**About this task:** Retype every entry word for word. Omit the pictures.
# # # # # # #
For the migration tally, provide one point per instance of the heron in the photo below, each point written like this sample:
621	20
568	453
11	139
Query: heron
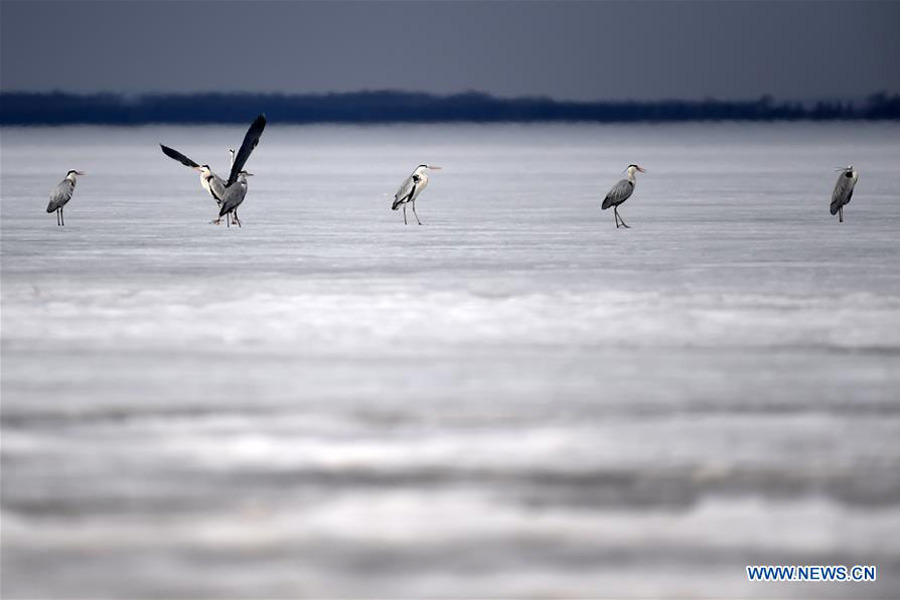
411	188
61	195
843	191
621	192
212	183
234	196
# # # # # # #
**Your response:**
For the migration tally, provide one point per instance of the heron in the photo below, each point written like this sample:
621	20
568	453
11	139
Query: heron
411	188
61	195
843	191
621	192
212	183
234	196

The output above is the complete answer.